→ Exercise materials:

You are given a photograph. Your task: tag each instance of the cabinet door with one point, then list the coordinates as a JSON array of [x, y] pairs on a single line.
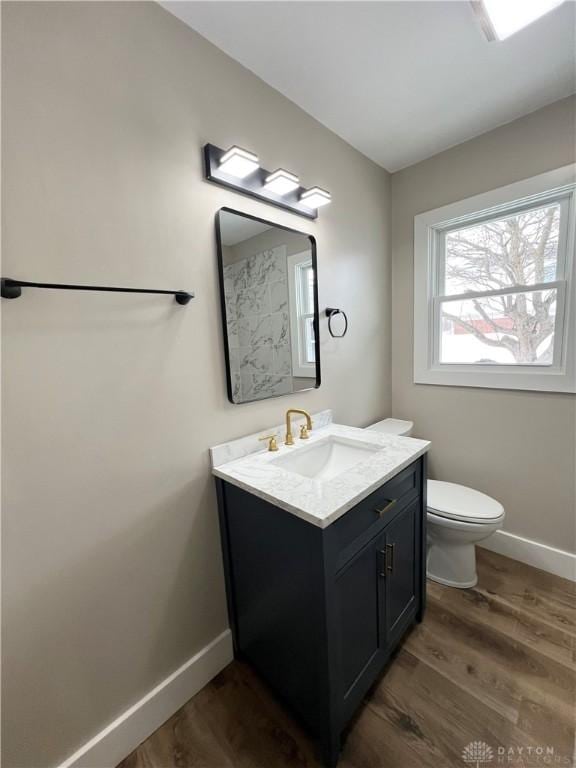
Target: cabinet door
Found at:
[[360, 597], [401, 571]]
==
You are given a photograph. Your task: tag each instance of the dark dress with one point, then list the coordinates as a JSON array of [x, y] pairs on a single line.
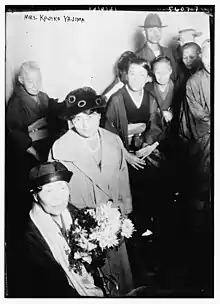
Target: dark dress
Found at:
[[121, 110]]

→ Written request: Copy the lines above word for word, from the line containing "of the cabinet" through the line containing "[[360, 597], [401, 571]]", both ends included. Leave the pictures out of your copy.

→ Task output:
You are given a photograph. Your task: tag each instance of the cabinet door with one point, then list the coordinates as a JSON array of [x, y] pairs on a single line.
Target: cabinet door
Found at:
[[360, 597], [401, 571]]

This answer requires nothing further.